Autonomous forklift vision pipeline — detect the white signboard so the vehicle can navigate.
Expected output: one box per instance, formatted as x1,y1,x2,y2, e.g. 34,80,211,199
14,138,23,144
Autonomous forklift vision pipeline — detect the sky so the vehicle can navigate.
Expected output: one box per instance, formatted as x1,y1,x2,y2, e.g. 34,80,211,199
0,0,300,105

++++

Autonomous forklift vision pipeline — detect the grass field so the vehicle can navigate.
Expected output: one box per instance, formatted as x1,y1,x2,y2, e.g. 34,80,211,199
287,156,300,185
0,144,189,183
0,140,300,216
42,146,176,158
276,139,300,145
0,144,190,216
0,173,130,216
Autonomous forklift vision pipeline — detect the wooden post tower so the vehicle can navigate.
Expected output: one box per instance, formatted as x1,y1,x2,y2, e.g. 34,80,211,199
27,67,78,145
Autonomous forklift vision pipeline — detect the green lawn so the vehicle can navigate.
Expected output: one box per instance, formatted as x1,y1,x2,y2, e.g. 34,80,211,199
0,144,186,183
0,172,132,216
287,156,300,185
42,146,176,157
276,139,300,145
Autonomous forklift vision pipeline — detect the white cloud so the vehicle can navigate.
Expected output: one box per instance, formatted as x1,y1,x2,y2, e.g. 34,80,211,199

++++

## Written problem:
Rewrite the stretch of material from the line containing "Autonomous forklift vision pipeline — detect the grass" through the line containing "27,67,78,145", both included, keeping the requests unchanged. Multiply every bounding-box coordinate in the answers by 1.1 and round to whole numbers, with halves rounded up; leave the numbers in the format samples as they are.

## Solution to this task:
Autonomous forklift vision pipeline — detect the grass field so the vehicle can navigate.
Expected output: one box per instance, formatted as x1,y1,x2,y2, e.g. 34,80,211,199
316,172,330,204
0,158,208,201
0,154,330,238
46,161,194,174
304,153,330,160
0,158,209,238
0,190,143,238
Autonomous forklift vision pipeline — detect the wooden post tower so the vehicle can navigate.
Expected output: one box per instance, formatted as x1,y1,x2,y2, e.g. 34,80,211,199
30,74,86,160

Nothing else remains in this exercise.